— start of Excerpt to read —

Yes. That was the reason for I was skipping __builtin_constant_p in
the initial version.
  
Jerin Jacob May 15, 2023, 12:38 p.m. UTC | #7
On Fri, May 12, 2023 at 6:45 PM Mattias Rönnblom
<mattias.ronnblom@ericsson.com> wrote:
>
> On 2023-05-12 13:59, Jerin Jacob wrote:
> > On Thu, May 11, 2023 at 2:00 PM Mattias Rönnblom
> > <mattias.ronnblom@ericsson.com> wrote:
> >>
> >> Use non-burst event enqueue and dequeue calls from burst enqueue and
> >> dequeue only when the burst size is compile-time constant (and equal
> >> to one).
> >>
> >> Signed-off-by: Mattias Rönnblom <mattias.ronnblom@ericsson.com>
> >>
> >> ---
> >>
> >> v3: Actually include the change v2 claimed to contain.
> >> v2: Wrap builtin call in __extension__, to avoid compiler warnings if
> >>      application is compiled with -pedantic. (Morten Brørup)
> >> ---
> >>   lib/eventdev/rte_eventdev.h | 4 ++--
> >>   1 file changed, 2 insertions(+), 2 deletions(-)
> >>
> >> diff --git a/lib/eventdev/rte_eventdev.h b/lib/eventdev/rte_eventdev.h
> >> index a90e23ac8b..a471caeb6d 100644
> >> --- a/lib/eventdev/rte_eventdev.h
> >> +++ b/lib/eventdev/rte_eventdev.h
> >> @@ -1944,7 +1944,7 @@ __rte_event_enqueue_burst(uint8_t dev_id, uint8_t port_id,
> >>           * Allow zero cost non burst mode routine invocation if application
> >>           * requests nb_events as const one
> >>           */
> >> -       if (nb_events == 1)
> >> +       if (__extension__(__builtin_constant_p(nb_events)) && nb_events == 1)
> >
> > "Why" part is not clear from the commit message. Is this to avoid
> > nb_events read if it is built-in const.
>
> The __builtin_constant_p() is introduced to avoid having the compiler
> generate a conditional branch and two different code paths in case
> nb_elem is a run-time variable.
>
> In particular, this matters if nb_elems is run-time variable and varies
> between 1 and some larger value.
>
> I should have mention this in the commit message.
>
> A very slight performance improvement. It also makes the code better
> match the comment, imo. Zero cost for const one enqueues, but no impact
> non-compile-time-constant-length enqueues.
>
> Feel free to ignore.


I did some performance comparison of the patch.
A low-end ARM machines shows 0.7%  drop with single event case. No
regression see with high-end ARM cores with single event case.

IMO, optimizing the check for burst mode(the new patch) may not show
any real improvement as the cost is divided by number of event.
Whereas optimizing the check for single event case(The current code)
shows better performance with single event case and no regression
with burst mode as cost is divided by number of events.
If you agree, then we can skip this patch.


>
> > If so, check should be following. Right?
> >
> > if (__extension__((__builtin_constant_p(nb_events)) && nb_events == 1)
> > || nb_events  == 1)
> >
> > At least, It was my original intention in the code.

— end of Excerpt to read —

Instruction: Carry on the mailing-list discussion of the eventdev burst enqueue patch from the point where it stops.

— start of Recorded data —

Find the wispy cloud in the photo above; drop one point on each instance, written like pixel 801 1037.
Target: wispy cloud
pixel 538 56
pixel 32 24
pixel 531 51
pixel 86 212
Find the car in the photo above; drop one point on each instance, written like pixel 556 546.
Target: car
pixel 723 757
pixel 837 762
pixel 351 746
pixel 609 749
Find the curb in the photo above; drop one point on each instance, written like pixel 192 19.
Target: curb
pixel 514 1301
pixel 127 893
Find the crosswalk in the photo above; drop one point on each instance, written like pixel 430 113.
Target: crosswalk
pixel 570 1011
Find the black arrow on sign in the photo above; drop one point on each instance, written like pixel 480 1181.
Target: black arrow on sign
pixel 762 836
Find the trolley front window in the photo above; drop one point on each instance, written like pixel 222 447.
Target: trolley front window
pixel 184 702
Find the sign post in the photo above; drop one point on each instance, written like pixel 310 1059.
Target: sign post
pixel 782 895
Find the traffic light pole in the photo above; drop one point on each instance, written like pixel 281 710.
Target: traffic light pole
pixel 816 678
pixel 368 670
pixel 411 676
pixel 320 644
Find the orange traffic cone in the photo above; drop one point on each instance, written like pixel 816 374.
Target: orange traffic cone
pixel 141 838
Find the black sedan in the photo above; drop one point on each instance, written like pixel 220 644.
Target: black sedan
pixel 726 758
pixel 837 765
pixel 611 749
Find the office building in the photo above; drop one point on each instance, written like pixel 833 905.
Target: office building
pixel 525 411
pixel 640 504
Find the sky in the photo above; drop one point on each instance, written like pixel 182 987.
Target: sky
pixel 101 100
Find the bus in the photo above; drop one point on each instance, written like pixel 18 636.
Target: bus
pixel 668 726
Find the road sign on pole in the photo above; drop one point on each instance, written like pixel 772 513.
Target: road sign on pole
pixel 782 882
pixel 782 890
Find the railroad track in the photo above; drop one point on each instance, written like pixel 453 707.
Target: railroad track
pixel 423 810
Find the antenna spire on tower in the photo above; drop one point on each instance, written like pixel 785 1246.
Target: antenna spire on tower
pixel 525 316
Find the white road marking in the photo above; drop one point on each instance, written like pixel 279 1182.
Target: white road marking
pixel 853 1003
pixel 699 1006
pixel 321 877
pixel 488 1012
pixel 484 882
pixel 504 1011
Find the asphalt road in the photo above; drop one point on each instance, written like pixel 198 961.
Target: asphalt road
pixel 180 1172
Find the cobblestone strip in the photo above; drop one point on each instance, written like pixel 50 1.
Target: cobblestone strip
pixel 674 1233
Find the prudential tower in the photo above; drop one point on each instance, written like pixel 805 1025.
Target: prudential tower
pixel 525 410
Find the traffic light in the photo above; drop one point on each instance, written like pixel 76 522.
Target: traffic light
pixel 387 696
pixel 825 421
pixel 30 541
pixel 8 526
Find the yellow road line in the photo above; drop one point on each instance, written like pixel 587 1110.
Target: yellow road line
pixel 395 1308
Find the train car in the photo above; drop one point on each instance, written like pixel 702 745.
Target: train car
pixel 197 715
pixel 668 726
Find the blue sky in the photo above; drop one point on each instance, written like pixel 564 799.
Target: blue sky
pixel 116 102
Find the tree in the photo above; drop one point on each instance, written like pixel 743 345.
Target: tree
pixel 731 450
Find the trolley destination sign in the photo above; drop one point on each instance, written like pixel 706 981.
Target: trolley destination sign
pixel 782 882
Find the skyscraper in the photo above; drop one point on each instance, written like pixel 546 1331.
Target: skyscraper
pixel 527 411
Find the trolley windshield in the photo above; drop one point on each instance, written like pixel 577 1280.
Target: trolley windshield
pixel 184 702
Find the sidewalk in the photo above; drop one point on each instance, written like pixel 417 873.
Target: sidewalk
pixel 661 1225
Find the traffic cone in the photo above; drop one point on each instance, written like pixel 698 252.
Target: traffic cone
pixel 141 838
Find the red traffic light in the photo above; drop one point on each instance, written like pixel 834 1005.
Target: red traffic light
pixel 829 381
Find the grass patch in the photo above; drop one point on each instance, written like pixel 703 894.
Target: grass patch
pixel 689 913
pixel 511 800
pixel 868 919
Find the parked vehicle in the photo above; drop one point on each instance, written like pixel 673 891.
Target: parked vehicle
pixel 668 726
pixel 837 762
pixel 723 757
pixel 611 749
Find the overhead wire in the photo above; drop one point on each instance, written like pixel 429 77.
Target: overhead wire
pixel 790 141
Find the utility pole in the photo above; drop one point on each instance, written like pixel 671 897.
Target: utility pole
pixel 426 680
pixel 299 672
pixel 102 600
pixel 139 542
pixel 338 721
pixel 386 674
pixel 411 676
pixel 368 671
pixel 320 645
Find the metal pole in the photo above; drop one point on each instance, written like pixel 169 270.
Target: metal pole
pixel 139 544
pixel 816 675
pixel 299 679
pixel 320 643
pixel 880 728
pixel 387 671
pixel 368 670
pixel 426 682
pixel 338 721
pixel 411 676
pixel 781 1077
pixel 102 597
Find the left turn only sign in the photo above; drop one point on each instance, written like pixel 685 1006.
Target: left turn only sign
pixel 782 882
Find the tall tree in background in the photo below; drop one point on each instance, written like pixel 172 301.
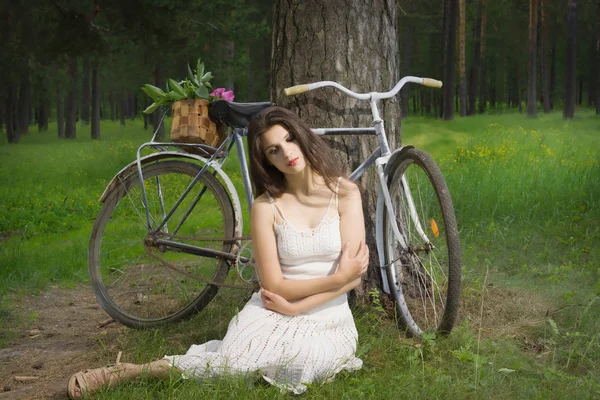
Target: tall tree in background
pixel 482 85
pixel 475 66
pixel 85 91
pixel 597 77
pixel 532 69
pixel 335 40
pixel 407 55
pixel 71 101
pixel 462 91
pixel 450 8
pixel 544 57
pixel 95 108
pixel 570 77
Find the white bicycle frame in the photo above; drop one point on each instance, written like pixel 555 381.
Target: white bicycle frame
pixel 380 157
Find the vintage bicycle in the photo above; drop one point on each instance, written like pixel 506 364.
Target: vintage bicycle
pixel 171 225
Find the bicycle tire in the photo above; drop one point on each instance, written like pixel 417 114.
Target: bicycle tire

— end of Recorded data —

Final result:
> >
> >
> >
> >>                  return (fp_ops->enqueue)(port, ev);
> >>          else
> >>                  return fn(port, ev, nb_events);
> >> @@ -2200,7 +2200,7 @@ rte_event_dequeue_burst(uint8_t dev_id, uint8_t port_id, struct rte_event ev[],
> >>           * Allow zero cost non burst mode routine invocation if application
> >>           * requests nb_events as const one
> >>           */
> >> -       if (nb_events == 1)
> >> +       if (__extension__(__builtin_constant_p(nb_events)) && nb_events == 1)
> >>                  return (fp_ops->dequeue)(port, ev, timeout_ticks);
> >>          else
> >>                  return (fp_ops->dequeue_burst)(port, ev, nb_events,
> >> --
> >> 2.34.1
> >>
>
  
Mattias Rönnblom May 15, 2023, 8:52 p.m. UTC | #8
On 2023-05-15 14:38, Jerin Jacob wrote:
> On Fri, May 12, 2023 at 6:45 PM Mattias Rönnblom
> <mattias.ronnblom@ericsson.com> wrote:
>>
>> On 2023-05-12 13:59, Jerin Jacob wrote:
>>> On Thu, May 11, 2023 at 2:00 PM Mattias Rönnblom
>>> <mattias.ronnblom@ericsson.com> wrote:
>>>>
>>>> Use non-burst event enqueue and dequeue calls from burst enqueue and
>>>> dequeue only when the burst size is compile-time constant (and equal
>>>> to one).
>>>>
>>>> Signed-off-by: Mattias Rönnblom <mattias.ronnblom@ericsson.com>
>>>>
>>>> ---
>>>>
>>>> v3: Actually include the change v2 claimed to contain.
>>>> v2: Wrap builtin call in __extension__, to avoid compiler warnings if
>>>>       application is compiled with -pedantic. (Morten Brørup)
>>>> ---
>>>>    lib/eventdev/rte_eventdev.h | 4 ++--
>>>>    1 file changed, 2 insertions(+), 2 deletions(-)
>>>>
>>>> diff --git a/lib/eventdev/rte_eventdev.h b/lib/eventdev/rte_eventdev.h
>>>> index a90e23ac8b..a471caeb6d 100644
>>>> --- a/lib/eventdev/rte_eventdev.h
>>>> +++ b/lib/eventdev/rte_eventdev.h
>>>> @@ -1944,7 +1944,7 @@ __rte_event_enqueue_burst(uint8_t dev_id, uint8_t port_id,
>>>>            * Allow zero cost non burst mode routine invocation if application
>>>>            * requests nb_events as const one
>>>>            */
>>>> -       if (nb_events == 1)
>>>> +       if (__extension__(__builtin_constant_p(nb_events)) && nb_events == 1)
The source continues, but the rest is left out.